* **SOURCE PASSAGE**
Tuesday, November 07, 2006

Details on Proposition 89

We Have a Crisis of Corruption in Our Government

Lobbyists and special interests contribute millions to politicians who pass their pork barrel projects and tax loopholes – costing taxpayers like you billions.

Prop 89: Politicians Accountable to Voters Instead. Its Three Powerful Components Are:

1) Strict contribution limits

Prop 89 ends the fundraising madness with constitutional limits so regular voters aren’t drowned out by big money.

  • Bans contributions from lobbyists and state contractors
  • Limits contributions from corporations, unions, and individuals to state candidates
  • Limits corporation donations to initiatives to $10,000

2) Clean Money public financing of political campaigns

Prop 89 levels the playing field so new candidates can win on their ideas, not because of the money they raise.

  • Candidates who agree to spending limits and to take no private contributions qualify for public funding
  • $5 contributions from voters required to prove viability
  • Clean candidates receive enough to run competitive campaigns. They can't raise money beyond public funds

3) Tough disclosure and enforcement for politicians

Prop 89 stops candidates from hiding behind negative ads and punishes politicians who violate the law.

  • Makes wealthy self-funded candidates disclose the amount of personal funds they will spend
  • Publicly financed candidates must engage in debates
  • Imposes mandatory jail time and provides for removal from office of candidates who break the law.

* **LISTED RECORDS**
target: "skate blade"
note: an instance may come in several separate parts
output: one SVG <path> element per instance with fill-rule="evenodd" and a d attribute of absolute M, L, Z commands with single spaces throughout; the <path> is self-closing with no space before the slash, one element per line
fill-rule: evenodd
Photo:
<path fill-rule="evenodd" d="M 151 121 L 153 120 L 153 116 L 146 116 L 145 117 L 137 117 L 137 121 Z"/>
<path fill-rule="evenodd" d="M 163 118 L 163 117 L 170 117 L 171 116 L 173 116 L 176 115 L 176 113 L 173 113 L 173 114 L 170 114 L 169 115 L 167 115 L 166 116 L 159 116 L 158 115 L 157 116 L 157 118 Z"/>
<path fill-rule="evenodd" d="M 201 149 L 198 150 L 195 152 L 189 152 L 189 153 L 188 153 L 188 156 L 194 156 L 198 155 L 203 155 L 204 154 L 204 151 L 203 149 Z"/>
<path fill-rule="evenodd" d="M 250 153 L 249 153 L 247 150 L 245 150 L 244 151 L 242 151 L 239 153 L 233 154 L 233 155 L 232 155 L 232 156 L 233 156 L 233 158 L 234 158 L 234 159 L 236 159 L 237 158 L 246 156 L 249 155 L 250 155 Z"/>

* **WHAT THE TASK REQUIRES**
Output the passage from the Proposition 89 text starting with "Prop 89 levels" and going on through "break the law.", copied word for word.

* **WRITTEN ANSWER**
Prop 89 levels the playing field so new candidates can win on their ideas, not because of the money they raise.

  • Candidates who agree to spending limits and to take no private contributions qualify for public funding
  • $5 contributions from voters required to prove viability
  • Clean candidates receive enough to run competitive campaigns. They can't raise money beyond public funds

3) Tough disclosure and enforcement for politicians

Prop 89 stops candidates from hiding behind negative ads and punishes politicians who violate the law.

  • Makes wealthy self-funded candidates disclose the amount of personal funds they will spend
  • Publicly financed candidates must engage in debates
  • Imposes mandatory jail time and provides for removal from office of candidates who break the law.